» **YOUR TASK**
Nothing in the entries may change when you repeat them, and no images may appear.

(SOURCE DATA Opens)

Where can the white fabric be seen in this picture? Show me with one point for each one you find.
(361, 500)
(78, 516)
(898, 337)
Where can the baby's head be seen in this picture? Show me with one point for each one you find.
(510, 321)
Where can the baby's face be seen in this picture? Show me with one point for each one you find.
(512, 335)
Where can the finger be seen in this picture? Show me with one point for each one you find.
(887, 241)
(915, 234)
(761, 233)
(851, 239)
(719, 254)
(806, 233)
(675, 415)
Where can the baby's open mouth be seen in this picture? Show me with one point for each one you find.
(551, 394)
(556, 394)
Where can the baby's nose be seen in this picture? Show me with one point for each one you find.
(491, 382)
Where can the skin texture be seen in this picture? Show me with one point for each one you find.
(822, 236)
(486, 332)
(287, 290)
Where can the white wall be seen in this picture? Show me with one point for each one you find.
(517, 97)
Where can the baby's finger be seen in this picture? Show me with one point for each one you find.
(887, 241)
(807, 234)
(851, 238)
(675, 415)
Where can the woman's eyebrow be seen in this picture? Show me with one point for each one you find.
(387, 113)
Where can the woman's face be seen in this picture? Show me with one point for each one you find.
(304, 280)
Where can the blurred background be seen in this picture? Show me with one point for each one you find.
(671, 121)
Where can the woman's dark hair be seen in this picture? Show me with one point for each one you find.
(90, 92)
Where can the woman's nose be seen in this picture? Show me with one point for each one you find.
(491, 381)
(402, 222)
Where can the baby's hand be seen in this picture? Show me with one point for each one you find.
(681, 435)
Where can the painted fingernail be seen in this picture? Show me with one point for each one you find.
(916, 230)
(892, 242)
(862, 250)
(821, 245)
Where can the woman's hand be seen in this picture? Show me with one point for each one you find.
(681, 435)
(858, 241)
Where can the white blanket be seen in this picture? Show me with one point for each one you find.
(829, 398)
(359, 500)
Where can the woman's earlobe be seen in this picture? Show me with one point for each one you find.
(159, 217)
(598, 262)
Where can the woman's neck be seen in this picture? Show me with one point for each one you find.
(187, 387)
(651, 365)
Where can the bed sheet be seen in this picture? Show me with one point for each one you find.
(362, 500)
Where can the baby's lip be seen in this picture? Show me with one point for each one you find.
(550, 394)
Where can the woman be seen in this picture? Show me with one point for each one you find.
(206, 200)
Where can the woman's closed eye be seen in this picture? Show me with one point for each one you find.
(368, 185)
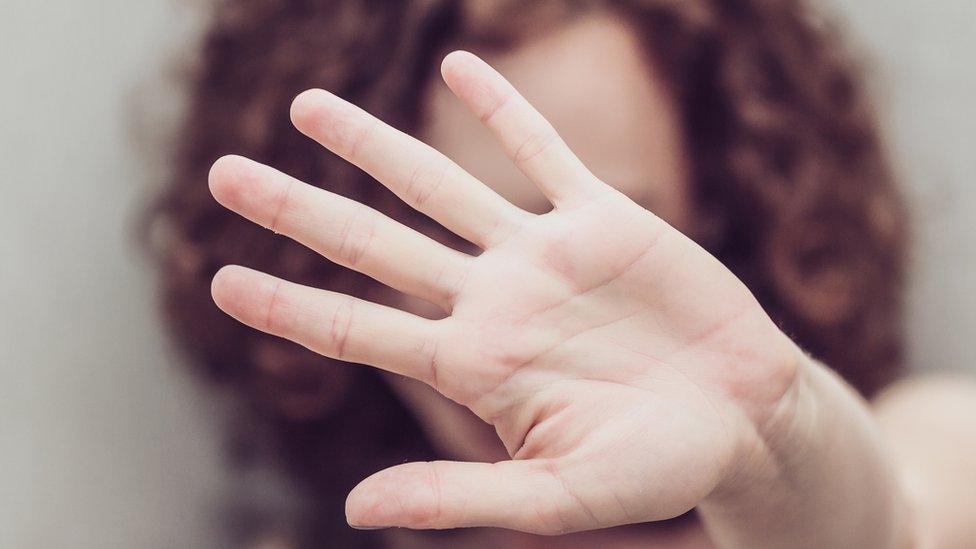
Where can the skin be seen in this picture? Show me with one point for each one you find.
(629, 376)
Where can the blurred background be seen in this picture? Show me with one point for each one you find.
(104, 442)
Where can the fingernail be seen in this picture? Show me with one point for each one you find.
(361, 527)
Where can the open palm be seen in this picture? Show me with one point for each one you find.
(628, 373)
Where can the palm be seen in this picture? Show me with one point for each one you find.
(617, 360)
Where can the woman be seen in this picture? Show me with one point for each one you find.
(616, 367)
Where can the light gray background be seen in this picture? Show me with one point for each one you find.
(103, 443)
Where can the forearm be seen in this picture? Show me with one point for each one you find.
(822, 478)
(930, 426)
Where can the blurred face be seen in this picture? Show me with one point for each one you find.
(592, 81)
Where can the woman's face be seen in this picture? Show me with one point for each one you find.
(591, 79)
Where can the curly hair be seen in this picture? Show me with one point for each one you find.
(788, 175)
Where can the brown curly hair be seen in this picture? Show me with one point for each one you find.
(787, 169)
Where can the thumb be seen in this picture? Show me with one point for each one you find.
(525, 495)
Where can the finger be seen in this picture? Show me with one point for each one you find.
(341, 229)
(527, 137)
(335, 325)
(519, 495)
(422, 177)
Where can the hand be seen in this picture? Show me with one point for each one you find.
(629, 374)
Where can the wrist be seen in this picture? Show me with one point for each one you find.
(813, 474)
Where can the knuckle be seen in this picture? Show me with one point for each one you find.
(349, 132)
(276, 315)
(356, 237)
(424, 181)
(534, 145)
(340, 327)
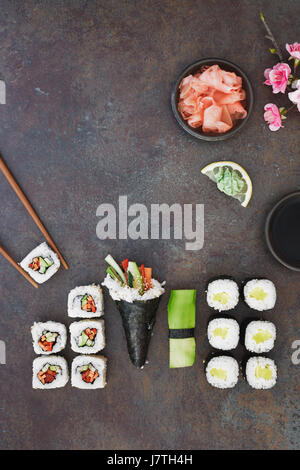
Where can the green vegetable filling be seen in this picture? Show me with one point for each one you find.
(258, 293)
(221, 332)
(221, 297)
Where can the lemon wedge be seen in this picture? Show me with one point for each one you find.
(232, 179)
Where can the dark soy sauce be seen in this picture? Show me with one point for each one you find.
(285, 232)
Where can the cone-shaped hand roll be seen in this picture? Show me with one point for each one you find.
(181, 319)
(138, 319)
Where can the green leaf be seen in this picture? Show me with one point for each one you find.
(229, 181)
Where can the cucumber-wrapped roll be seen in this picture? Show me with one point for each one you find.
(181, 320)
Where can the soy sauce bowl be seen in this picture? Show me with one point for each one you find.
(282, 231)
(196, 68)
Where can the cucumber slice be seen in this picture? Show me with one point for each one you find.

(SOURCE DATA Closes)

» **COMPLETED TASK**
Where can the white fabric be seen in this picture? Show me with one point for each one you find.
(361, 500)
(78, 516)
(898, 337)
Where can the baby's head be seen in this picture? Show me with one point for each one you find.
(510, 321)
Where can the baby's face be seen in this picture? Show me with one point for each one you find.
(512, 335)
Where can the finger be seen in this picture? Show me with one point for each one you find.
(887, 241)
(915, 234)
(761, 233)
(851, 239)
(719, 254)
(806, 233)
(675, 415)
Where can the baby's open mouth be seen in this picture? Show me with one point for each one you find.
(551, 394)
(556, 394)
Where can the baby's nose be seen in this picture? Show me with one point for each one you find.
(491, 382)
Where can the skin texture be seen in this picture? Show me with one point for each one you find.
(822, 236)
(486, 332)
(287, 290)
Where can the white wall be seen in this picture? Show me with one point for each one you find.
(517, 97)
Where can the baby's finger be seen in this picture? Show me with one point for each one you find.
(887, 241)
(807, 234)
(851, 238)
(675, 415)
Where can the woman's eyebrow be seen in this picture? Show me with one point for each one you find.
(387, 113)
Where can the woman's face be seen in this picture? Show me with one point for each one you find.
(304, 280)
Where can the blurred background be seen in this picture? Show me with one point for each one you find.
(671, 121)
Where can the woman's dark hair be seen in this picture? Show me with one point for each one you find.
(90, 92)
Where can the woman's nose be seen in this picture? Show me with one point for each one you find.
(491, 381)
(402, 222)
Where can the baby's hand be seen in this picture? Show me with one point for each one you find.
(681, 435)
Where can the painted fingernail be seen in this picture? Show me with one point for each one you find.
(916, 230)
(892, 242)
(862, 250)
(821, 245)
Where can the woman's hand be seen in this picture? Show me with one point for each one you find.
(681, 435)
(858, 241)
Where can the white blanket be seen in this picture? Show me with one point for each one you find.
(829, 398)
(359, 500)
Where can the woman's earlobe be seen in this picture? Show me with one point for each one you find.
(159, 217)
(598, 262)
Where can the woman's neck be seen in this picture? Show me with one point for each one you find.
(187, 387)
(651, 365)
Where can the bed sheet be seen in this picture? Show me with one point for each one you find.
(362, 500)
Where can the baby's lip be seen in this picture? Show me with one point for each one you find.
(550, 394)
Where can the woman be seen in this picture? Show me with one point for each one you find.
(206, 200)
Where can the woman's closed eye be seen in this picture? Show me with one point for each one you find.
(368, 185)
Where can the skin be seen in this picture? Show me with one point for each one you find.
(629, 376)
Where can the blurred background be seen in this picture? Show me with one point for each one you find.
(104, 442)
Where can the fingernail be seen in this picture? Show me with one point for each one you find.
(361, 527)
Where can the open palm be seen in this picture? Show me with one point for each one you find.
(628, 373)
Where can the palm be seen in this picture? Show me with one point for each one you find.
(617, 360)
Where can the woman be seen in this picture? Show me with one point for each one you find.
(616, 367)
Where can the light gray background be seen in this picture? Show me with one point for each one you find.
(103, 443)
Where can the forearm be seen in this picture? Show me with one point for each one you find.
(822, 478)
(930, 426)
Where can the blurred face be seen in this picture? Show me with one point for each one you find.
(592, 81)
Where can the woman's face be seen in this picture? Show me with one point for each one you find.
(591, 79)
Where can the curly hair be seen in this picture? Show me with one point for each one you find.
(788, 175)
Where can the brown curly hair be seen in this picture? Show me with one point for each one you find.
(787, 169)
Where can the thumb be seen in this picture? Show me with one point for each one you find.
(525, 495)
Where can the finger be seen in this picture? Show me with one point for each one you find.
(341, 229)
(527, 137)
(335, 325)
(519, 495)
(422, 177)
Where can the hand be seen in this picture? Show me with one point for each one you find.
(629, 374)
Where can the wrist be seen in this picture? Show me with one point for each one you find.
(813, 474)
Where can the knuckle be seen in this picture? Show me with one point for each one you find.
(349, 132)
(276, 315)
(356, 237)
(424, 181)
(534, 145)
(340, 327)
Where can the green vegetable filling be seen in this picture? Show me with one point for each one you find.
(258, 293)
(221, 332)
(221, 297)
Where can the lemon wedge be seen in this picture? Show me with one point for each one you find.
(232, 179)
Where can the dark soy sauce be seen in this picture? Show me with one point for each one you find.
(285, 232)
Where can the cone-shaped hand roll be seen in this picture? Show me with one point for each one you find.
(181, 319)
(138, 319)
Where can the green leaf be seen in this picture? Show me with one point for each one you find.
(229, 181)
Where can the cucumber-wrapped roll be seen in this picture? Show me with one point for each one you find.
(181, 320)
Where can the soy sauce bowl be seen in this picture? Show me with one point for each one you find.
(282, 231)
(196, 68)
Where can the cucumber slice be seen in this picture? Show me with one point for each one you find.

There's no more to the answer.